Reproduce all of the data exactly, with no line skipped.

········

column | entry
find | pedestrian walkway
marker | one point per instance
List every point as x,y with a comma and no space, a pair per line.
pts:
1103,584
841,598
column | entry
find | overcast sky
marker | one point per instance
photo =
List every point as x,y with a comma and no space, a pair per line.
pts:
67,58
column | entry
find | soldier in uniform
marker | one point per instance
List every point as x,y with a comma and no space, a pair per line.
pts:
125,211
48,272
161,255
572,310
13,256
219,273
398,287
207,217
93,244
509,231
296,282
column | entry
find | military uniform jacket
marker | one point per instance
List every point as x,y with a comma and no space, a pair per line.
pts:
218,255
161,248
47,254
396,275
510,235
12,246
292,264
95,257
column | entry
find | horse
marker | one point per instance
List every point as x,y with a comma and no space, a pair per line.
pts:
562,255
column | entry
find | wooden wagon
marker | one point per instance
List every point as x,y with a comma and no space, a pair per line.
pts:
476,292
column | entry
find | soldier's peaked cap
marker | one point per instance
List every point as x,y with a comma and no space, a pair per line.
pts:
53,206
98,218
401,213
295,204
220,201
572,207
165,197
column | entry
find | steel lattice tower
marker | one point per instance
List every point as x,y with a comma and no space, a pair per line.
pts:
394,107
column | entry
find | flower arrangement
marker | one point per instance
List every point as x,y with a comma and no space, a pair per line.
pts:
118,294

········

:: Written solution ::
column | entry
find | pedestrian walkway
marker | one point per instance
List every point as x,y with a comma and no space, a pair per line.
pts:
1103,584
841,598
column | entry
find | overcast sky
marker | one point per instance
photo =
List every point as x,y with a comma and no space, a pair per line.
pts:
67,58
column | entry
find | soldier in uniform
marker | one point per instance
List every point as x,y with a comma and no space, a pair per line.
pts:
125,211
48,272
161,255
572,310
13,256
219,273
398,287
207,217
93,244
509,231
296,282
column | entry
find | military uniform jacket
marker | one point per instance
List every point as x,y with a comma and no space, a pair per line.
pts:
218,255
161,248
47,254
396,275
510,235
12,246
292,264
95,257
column | entry
find | horse
marker | one point per instance
List every point as x,y with a comma and no space, a pair per line.
pts:
562,255
column | entry
find | wooden wagon
marker | one point per instance
List every point as x,y with a comma and no space, a pair per line.
pts:
476,292
column | entry
find | soldier's peaked cap
marker | one point per instance
List every point as x,y with a comma and no space, a pair per line.
pts:
53,206
98,218
401,213
295,204
220,201
572,207
165,197
column | entry
find | steel lattice tower
marker | one point per instance
List every point as x,y with a comma and no space, a pair per line.
pts:
394,107
column | entry
find | flower arrangement
marker | one point per instance
List every point as x,y with a comma and no space, a pair per line.
pts:
118,294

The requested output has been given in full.